• _WHAT YOU ARE ASKED TO DO_
Output the data in full. Keep every entry exactly as written.

Records contained in a dataset:
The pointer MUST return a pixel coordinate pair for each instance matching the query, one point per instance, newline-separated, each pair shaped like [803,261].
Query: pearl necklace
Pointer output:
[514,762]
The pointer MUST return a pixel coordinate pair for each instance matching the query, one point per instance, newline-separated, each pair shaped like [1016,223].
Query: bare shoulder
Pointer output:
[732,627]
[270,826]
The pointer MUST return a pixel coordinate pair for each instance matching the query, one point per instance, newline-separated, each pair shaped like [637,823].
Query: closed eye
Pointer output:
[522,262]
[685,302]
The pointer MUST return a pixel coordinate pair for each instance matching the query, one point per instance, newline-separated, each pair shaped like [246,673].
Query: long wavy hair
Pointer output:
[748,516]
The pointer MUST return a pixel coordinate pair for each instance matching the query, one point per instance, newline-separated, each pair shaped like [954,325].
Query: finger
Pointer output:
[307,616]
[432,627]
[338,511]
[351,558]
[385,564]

• _FINISHED TASK_
The pointer MUST return a pixel coordinate pair for each instance matching the query, one point per instance, newline-separated, each pair shaped like [803,261].
Query: pearl necklace
Pointer output:
[514,762]
The pointer MUST return a pixel coordinate pair for each instance matching the query, one point per instance, newline-separated, each pair shaped like [1016,223].
Query: bare shoulder
Pointer output:
[732,627]
[270,826]
The pointer MUST return a pixel coordinate pair for each instance matching the query, one point per instance, newline-separated, each pair shaped like [637,823].
Query: closed eye
Pointer output:
[522,262]
[685,302]
The pointer MUST return a pixel coordinate pair for each instance matching the query, one point per instance, newline-separated, each pair shaped like [246,673].
Query: long wavy hair
Pointer output:
[748,516]
The pointer MUST return a pixel coordinate pair for each instance matching the query, one point per instance, newline-separated, each pair shaped like [954,325].
Query: finger
Pointer output:
[307,616]
[432,627]
[338,511]
[351,558]
[385,564]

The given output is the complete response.